Data section start
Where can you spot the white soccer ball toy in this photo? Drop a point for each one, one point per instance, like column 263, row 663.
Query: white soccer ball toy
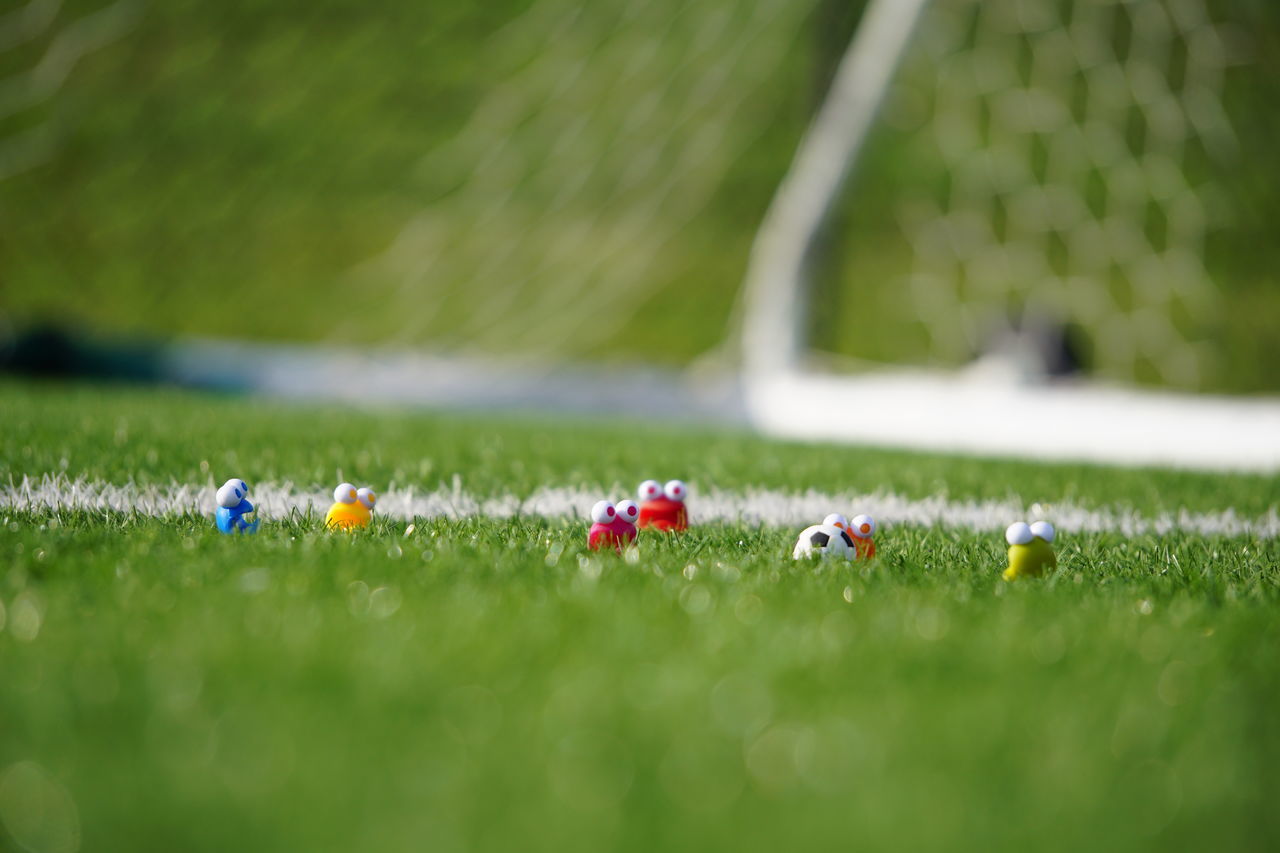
column 1043, row 530
column 650, row 491
column 823, row 541
column 1019, row 533
column 232, row 493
Data section end
* _What is required_: All of the entries need to be copied exactly, minus any pictures.

* _Written reply_:
Where can you spot the white soccer ball toy in this photo? Drop a point for each one, one point per instance, like column 263, row 663.
Query: white soccer ball toy
column 1043, row 530
column 650, row 491
column 823, row 541
column 1019, row 533
column 232, row 493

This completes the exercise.